The problem ▸
The entries that follow include a run beginning at the line with "lawn in this photo." and ending at the line with "skirt in this photo."; restate that run word for word and leave the rest out.

Collected data entries ▸
-*-*-
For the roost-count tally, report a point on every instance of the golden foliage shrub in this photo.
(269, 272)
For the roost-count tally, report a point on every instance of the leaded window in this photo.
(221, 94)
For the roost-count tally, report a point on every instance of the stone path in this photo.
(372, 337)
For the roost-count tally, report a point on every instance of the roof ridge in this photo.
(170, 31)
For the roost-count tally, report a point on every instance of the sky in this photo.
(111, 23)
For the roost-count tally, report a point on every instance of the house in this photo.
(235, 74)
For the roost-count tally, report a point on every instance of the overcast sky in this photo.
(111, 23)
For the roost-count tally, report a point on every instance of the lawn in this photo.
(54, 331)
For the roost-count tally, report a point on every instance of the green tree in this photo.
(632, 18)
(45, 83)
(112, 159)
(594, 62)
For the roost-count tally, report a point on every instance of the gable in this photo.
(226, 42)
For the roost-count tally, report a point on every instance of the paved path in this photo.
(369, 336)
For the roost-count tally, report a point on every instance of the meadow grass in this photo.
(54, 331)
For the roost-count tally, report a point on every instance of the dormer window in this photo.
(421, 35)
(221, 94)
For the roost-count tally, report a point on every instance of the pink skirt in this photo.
-*-*-
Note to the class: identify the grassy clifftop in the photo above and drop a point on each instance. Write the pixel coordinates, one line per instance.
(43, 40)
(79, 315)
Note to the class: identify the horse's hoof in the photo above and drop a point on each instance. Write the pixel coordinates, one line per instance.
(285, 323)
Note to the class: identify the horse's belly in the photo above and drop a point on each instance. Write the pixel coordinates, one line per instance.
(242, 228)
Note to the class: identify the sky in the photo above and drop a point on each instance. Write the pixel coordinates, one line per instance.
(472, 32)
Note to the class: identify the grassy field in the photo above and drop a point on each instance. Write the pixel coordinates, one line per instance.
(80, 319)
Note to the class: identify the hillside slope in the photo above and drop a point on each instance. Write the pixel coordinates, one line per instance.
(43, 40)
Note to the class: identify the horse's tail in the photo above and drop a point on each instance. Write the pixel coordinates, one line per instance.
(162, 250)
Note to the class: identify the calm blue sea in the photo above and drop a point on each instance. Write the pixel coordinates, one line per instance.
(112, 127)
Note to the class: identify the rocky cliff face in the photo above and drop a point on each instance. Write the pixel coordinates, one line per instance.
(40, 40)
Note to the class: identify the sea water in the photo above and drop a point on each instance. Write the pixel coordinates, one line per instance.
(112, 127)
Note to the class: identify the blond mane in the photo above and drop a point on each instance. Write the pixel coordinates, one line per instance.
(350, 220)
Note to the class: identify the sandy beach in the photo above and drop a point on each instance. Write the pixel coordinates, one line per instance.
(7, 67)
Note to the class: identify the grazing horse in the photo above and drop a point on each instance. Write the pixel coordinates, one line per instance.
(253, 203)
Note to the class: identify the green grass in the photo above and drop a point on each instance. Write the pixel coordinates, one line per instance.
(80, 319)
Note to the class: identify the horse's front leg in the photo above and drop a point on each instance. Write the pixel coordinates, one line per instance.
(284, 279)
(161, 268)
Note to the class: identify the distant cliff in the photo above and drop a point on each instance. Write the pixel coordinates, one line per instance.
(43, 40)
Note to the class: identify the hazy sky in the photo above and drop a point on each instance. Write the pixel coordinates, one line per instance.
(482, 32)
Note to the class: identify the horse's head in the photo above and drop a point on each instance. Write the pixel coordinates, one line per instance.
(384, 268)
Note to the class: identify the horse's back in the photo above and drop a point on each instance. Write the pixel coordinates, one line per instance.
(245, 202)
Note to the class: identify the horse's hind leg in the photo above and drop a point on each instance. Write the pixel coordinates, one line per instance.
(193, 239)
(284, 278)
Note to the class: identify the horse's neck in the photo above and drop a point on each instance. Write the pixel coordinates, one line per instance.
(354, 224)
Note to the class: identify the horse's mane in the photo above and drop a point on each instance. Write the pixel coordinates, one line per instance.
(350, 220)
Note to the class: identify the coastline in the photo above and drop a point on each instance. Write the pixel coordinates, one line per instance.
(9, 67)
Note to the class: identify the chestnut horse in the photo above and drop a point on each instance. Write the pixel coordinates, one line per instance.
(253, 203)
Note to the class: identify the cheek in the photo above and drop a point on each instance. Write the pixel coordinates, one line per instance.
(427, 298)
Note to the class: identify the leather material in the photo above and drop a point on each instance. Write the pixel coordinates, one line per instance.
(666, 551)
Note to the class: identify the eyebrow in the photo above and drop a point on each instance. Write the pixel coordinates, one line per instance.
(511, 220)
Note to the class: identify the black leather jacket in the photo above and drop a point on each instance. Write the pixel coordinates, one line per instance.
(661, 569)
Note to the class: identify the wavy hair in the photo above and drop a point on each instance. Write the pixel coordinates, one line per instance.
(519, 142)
-*-*-
Answer below ▸
For the roost-count tally, report a point on every instance of the lawn in this photo.
(54, 331)
For the roost-count tally, report a point on every instance of the green tree in this photo.
(632, 18)
(45, 83)
(112, 159)
(594, 62)
For the roost-count tally, report a point on every instance of the gable in this photo.
(226, 42)
For the roost-count tally, report a point on every instance of the paved path in this photo.
(369, 336)
For the roost-count tally, report a point on every instance of the meadow grass in this photo.
(54, 331)
For the roost-count tally, report a point on every instance of the dormer window in this photo.
(421, 35)
(221, 94)
For the roost-count tally, report a point on every instance of the pink skirt in this photo.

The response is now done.